╔══
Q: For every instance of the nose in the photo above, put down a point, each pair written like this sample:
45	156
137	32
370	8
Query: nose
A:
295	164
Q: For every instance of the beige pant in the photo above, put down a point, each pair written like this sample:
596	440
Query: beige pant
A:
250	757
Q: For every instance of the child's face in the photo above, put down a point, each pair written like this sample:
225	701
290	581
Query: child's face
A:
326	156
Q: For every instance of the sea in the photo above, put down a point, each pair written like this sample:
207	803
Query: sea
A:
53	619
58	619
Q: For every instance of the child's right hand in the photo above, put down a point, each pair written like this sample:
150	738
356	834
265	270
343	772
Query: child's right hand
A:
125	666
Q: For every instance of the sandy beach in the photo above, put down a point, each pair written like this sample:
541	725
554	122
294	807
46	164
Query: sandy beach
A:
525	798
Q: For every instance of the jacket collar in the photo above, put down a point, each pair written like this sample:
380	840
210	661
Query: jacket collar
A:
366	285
╚══
Return each line above exactly as it appears.

Q: For every instance of the nose in the photo above, put down a point, each pair written like this sample:
45	156
137	32
370	8
Query: nose
A:
295	164
Q: For every instance of the beige pant in the photo above, put down a point, each pair written like this sample:
596	440
Query: beige pant
A:
250	757
Q: For every instance of the child's face in the photo above, put down a point, each pair written like this sample:
225	701
290	581
Query: child's face
A:
326	156
Q: For every instance of the sea in the photo above, put down a point, each pair written like this sample:
207	803
Query: sea
A:
53	619
58	619
Q: For every instance of the child's right hand in the photo above, put down a point, each pair written like this sample:
150	738
356	834
265	270
343	772
Query: child's right hand
A:
125	666
Q: For every instance of the sandy beach in the photo above, put down a point, each pair written like this sample:
541	725
554	122
294	807
46	164
Query: sandy beach
A:
525	798
Q: For every instance of the jacket collar in the photo above, put down a point, each pair written like this sample:
380	840
210	661
Query: jacket collar
A:
366	285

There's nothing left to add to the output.